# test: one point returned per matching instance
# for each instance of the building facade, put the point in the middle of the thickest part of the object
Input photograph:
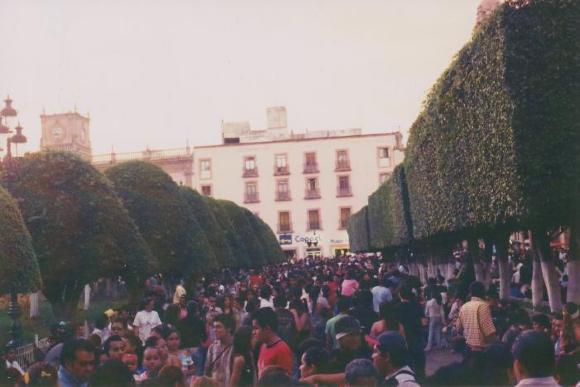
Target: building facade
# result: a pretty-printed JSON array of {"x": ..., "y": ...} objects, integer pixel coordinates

##########

- [EXERCISE DETAILS]
Arrange every line of the entries above as a numbered list, leaving out blank lines. Don't include the picture in your answer.

- [RESULT]
1. # test: one point returned per matching instance
2. # for each instance of the building facade, put the point in the middle of the thickest part of the object
3. Input photograph:
4. Target: building facade
5. # result: a pretty-printed JSON array of {"x": ..., "y": ...} objects, integer pixel coordinates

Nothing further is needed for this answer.